◆ OBJECTIVE A ◆
Name every author listed at the top of the ice-cream study abstract.

◆ TEXT BLOCK ◆
** Start **

Surya Prakash, Naga Vamsi Krishna Jasti, F.T.S. Chan, Nilaish, Vijay Prakash Sharma and Lalit Kumar Sharma

The objective of the present study is to identify and analyze a set of critical success factors (CSFs) for ice-cream industry [cold chain management (CCM)] that helps in…

Abstract

Purpose

The objective of the present study is to identify and analyze a set of critical success factors (CSFs) for ice-cream industry [cold chain management (CCM)] that helps in increasing the efficacy, quality, performance and growth of the supply chain organization.

Design/methodology/approach

A questionnaire survey with companies in ice-cream sector and a panel study with experts were conducted to identify and validate CSFs and their associated sub-factors. Eight CSFs identified from the cold chain domain vetted for the ice-cream industry and then prioritized by using one of the most well-known decision-making frameworks, Decision-Making Trial and Evaluation Laboratory. The general verdicts of the modelling and its application to the real-world case have been tested through an ice-cream company supply chain.

** End **

◆ RECORD SET ◆
** Start **

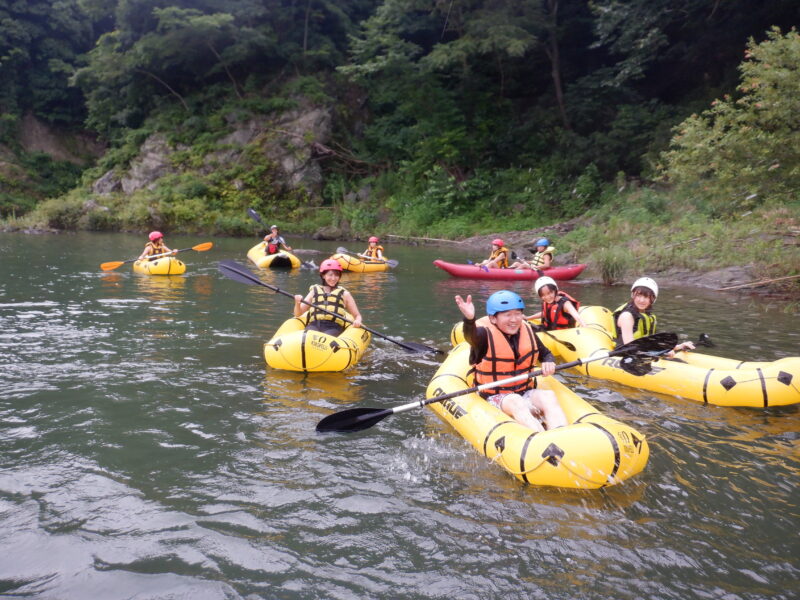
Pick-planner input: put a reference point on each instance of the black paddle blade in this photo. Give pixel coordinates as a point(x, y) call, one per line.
point(416, 347)
point(352, 420)
point(636, 364)
point(235, 271)
point(638, 355)
point(705, 340)
point(656, 343)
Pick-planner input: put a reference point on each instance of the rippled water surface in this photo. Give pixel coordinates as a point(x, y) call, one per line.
point(147, 452)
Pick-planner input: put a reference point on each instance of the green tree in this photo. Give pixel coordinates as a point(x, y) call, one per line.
point(40, 42)
point(743, 151)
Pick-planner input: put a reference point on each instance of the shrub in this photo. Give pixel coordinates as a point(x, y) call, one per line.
point(613, 263)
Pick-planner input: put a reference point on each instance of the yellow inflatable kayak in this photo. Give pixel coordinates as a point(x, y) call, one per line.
point(166, 265)
point(293, 348)
point(355, 264)
point(593, 451)
point(691, 375)
point(280, 260)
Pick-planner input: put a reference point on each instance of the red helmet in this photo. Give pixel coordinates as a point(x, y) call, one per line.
point(330, 264)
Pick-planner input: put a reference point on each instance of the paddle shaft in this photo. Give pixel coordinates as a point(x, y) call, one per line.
point(110, 266)
point(358, 419)
point(277, 290)
point(494, 384)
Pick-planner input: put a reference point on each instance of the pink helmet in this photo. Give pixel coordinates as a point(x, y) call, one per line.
point(330, 264)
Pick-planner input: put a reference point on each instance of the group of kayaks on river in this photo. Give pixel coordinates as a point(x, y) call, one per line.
point(488, 389)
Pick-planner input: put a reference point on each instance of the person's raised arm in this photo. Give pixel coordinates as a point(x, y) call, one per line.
point(570, 308)
point(350, 305)
point(299, 306)
point(625, 327)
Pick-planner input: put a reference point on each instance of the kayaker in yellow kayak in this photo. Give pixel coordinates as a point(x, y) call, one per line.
point(635, 318)
point(374, 251)
point(275, 241)
point(331, 297)
point(498, 259)
point(509, 347)
point(559, 309)
point(155, 246)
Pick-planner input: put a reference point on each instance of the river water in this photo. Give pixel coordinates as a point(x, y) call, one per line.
point(147, 451)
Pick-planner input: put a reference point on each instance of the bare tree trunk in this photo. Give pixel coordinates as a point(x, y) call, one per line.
point(166, 85)
point(305, 30)
point(551, 48)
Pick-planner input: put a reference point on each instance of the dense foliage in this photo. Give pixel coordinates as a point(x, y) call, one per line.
point(453, 115)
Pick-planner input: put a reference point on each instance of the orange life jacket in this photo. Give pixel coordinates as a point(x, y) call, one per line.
point(501, 362)
point(554, 316)
point(332, 301)
point(495, 253)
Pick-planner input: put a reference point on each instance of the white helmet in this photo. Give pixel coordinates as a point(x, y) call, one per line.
point(543, 281)
point(646, 282)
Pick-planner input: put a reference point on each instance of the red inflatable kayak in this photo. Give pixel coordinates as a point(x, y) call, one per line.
point(474, 272)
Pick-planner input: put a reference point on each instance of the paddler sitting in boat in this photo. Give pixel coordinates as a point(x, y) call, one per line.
point(155, 246)
point(541, 259)
point(635, 319)
point(509, 347)
point(559, 309)
point(331, 297)
point(373, 252)
point(498, 259)
point(275, 241)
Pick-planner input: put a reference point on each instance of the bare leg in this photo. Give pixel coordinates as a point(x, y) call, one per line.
point(517, 407)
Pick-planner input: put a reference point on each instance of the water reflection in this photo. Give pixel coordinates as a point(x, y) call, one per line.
point(161, 287)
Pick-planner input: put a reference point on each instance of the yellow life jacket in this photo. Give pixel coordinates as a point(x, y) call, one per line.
point(332, 301)
point(538, 257)
point(495, 253)
point(644, 324)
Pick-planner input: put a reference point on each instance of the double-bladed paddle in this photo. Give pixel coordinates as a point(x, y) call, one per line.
point(237, 272)
point(110, 266)
point(392, 263)
point(635, 356)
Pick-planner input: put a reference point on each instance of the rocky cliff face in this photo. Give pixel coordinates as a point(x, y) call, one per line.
point(290, 144)
point(80, 148)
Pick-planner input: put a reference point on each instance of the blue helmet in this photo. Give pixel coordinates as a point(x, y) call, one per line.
point(502, 301)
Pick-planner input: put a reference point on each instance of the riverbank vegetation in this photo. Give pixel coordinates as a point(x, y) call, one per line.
point(666, 132)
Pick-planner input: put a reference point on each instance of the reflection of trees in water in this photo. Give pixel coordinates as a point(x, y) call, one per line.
point(161, 287)
point(310, 391)
point(368, 289)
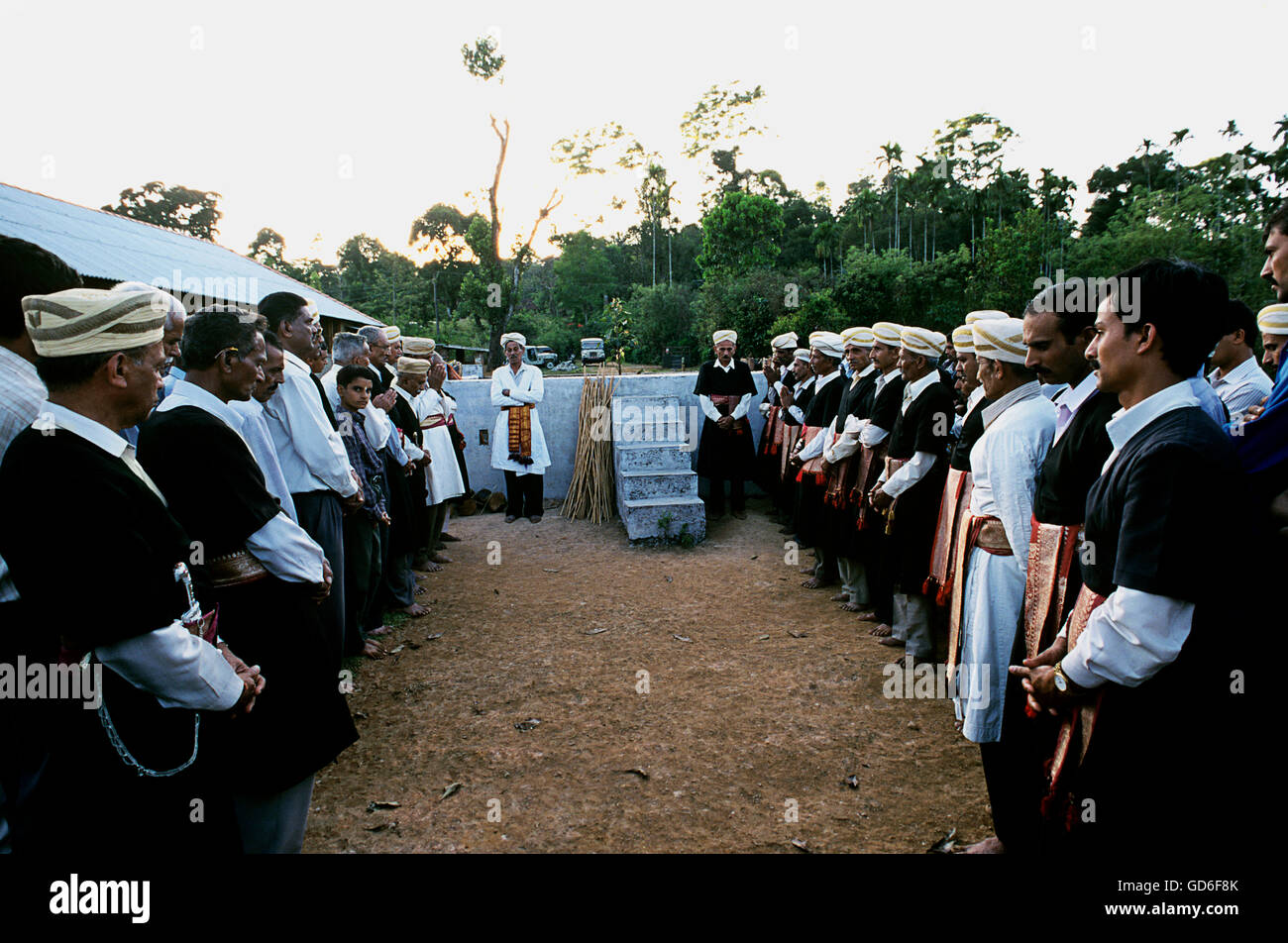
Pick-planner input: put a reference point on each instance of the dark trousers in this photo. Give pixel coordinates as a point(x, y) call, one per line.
point(322, 519)
point(1014, 771)
point(524, 493)
point(715, 500)
point(364, 578)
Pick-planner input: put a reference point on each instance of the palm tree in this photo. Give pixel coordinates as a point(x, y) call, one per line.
point(892, 157)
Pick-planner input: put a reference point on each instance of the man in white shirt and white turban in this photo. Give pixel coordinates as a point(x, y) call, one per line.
point(518, 444)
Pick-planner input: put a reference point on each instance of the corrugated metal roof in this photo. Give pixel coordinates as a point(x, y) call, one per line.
point(103, 245)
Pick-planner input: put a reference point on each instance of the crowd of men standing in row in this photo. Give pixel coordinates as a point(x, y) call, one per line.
point(207, 517)
point(1087, 498)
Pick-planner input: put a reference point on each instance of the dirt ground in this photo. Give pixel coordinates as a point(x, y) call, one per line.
point(743, 741)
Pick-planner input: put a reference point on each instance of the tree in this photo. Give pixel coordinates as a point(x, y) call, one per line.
point(484, 62)
point(741, 234)
point(183, 209)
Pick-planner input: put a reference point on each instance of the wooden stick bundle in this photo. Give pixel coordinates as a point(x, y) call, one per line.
point(591, 492)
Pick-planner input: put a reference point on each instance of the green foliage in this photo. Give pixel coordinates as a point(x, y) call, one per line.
point(741, 234)
point(183, 209)
point(482, 60)
point(662, 320)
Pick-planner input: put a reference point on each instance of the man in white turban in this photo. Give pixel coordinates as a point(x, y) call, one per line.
point(725, 453)
point(1019, 425)
point(99, 355)
point(518, 444)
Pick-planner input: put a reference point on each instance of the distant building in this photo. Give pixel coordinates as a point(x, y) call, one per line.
point(106, 249)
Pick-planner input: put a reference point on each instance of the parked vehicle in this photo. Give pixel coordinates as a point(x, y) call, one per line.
point(540, 356)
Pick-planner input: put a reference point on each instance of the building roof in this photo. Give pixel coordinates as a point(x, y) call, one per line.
point(104, 245)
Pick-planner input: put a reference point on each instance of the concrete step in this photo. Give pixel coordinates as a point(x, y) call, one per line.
point(642, 517)
point(639, 485)
point(651, 457)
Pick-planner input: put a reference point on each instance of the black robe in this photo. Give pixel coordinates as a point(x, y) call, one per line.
point(217, 489)
point(725, 454)
point(925, 427)
point(1177, 742)
point(413, 531)
point(973, 427)
point(810, 511)
point(91, 550)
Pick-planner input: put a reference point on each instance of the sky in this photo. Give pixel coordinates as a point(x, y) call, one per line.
point(323, 120)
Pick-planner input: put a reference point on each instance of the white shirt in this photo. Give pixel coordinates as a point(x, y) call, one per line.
point(310, 453)
point(21, 398)
point(708, 408)
point(526, 386)
point(170, 663)
point(1070, 399)
point(281, 544)
point(259, 438)
point(1132, 634)
point(919, 464)
point(1243, 386)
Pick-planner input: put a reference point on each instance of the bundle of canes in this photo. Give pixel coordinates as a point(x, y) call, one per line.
point(590, 495)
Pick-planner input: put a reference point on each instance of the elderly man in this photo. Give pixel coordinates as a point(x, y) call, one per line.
point(25, 269)
point(1019, 424)
point(768, 464)
point(518, 444)
point(1236, 376)
point(725, 453)
point(827, 351)
point(915, 468)
point(841, 463)
point(874, 440)
point(121, 776)
point(310, 451)
point(434, 408)
point(262, 571)
point(1142, 670)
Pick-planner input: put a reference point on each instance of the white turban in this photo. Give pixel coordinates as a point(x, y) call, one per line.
point(419, 347)
point(922, 340)
point(827, 343)
point(1000, 340)
point(1273, 318)
point(82, 321)
point(857, 337)
point(412, 367)
point(887, 333)
point(986, 316)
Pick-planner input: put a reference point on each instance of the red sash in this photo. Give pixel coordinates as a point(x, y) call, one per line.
point(867, 470)
point(811, 470)
point(953, 509)
point(1052, 549)
point(1082, 721)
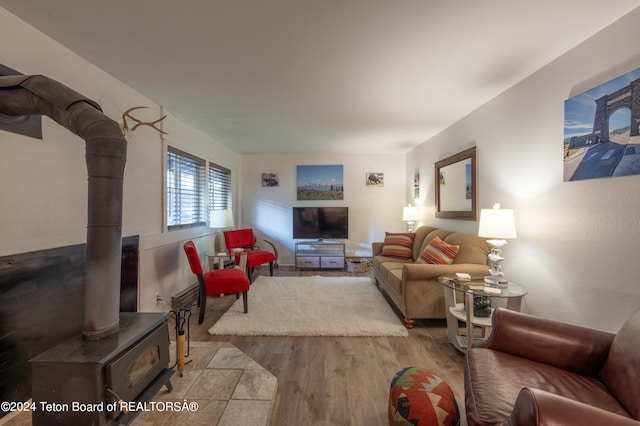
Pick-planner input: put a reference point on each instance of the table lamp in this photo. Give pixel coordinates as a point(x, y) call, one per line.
point(220, 219)
point(498, 224)
point(410, 215)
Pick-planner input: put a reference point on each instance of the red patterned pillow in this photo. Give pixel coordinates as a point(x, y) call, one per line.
point(419, 397)
point(398, 245)
point(437, 252)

** End **

◆ OBJECTIVE B ◆
Reproduce the entries from their first line through the line with "point(147, 452)", including both ends. Omit the pictures.

◆ TASK SOLUTION A ◆
Surya Prakash
Naga Vamsi Krishna Jasti
F.T.S. Chan
Nilaish
Vijay Prakash Sharma
Lalit Kumar Sharma

◆ TASK SOLUTION B ◆
Pick-planner input: put a reference point on each instance of the black paddle blade in this photo. Give pixel coordinates as a point(x, y) call, one per line.
point(416, 347)
point(352, 420)
point(636, 364)
point(235, 271)
point(638, 355)
point(705, 340)
point(656, 343)
Pick-planner input: put a reference point on each instance of the rippled water surface in this photo. Give pixel coordinates as a point(x, y) call, one per line.
point(147, 452)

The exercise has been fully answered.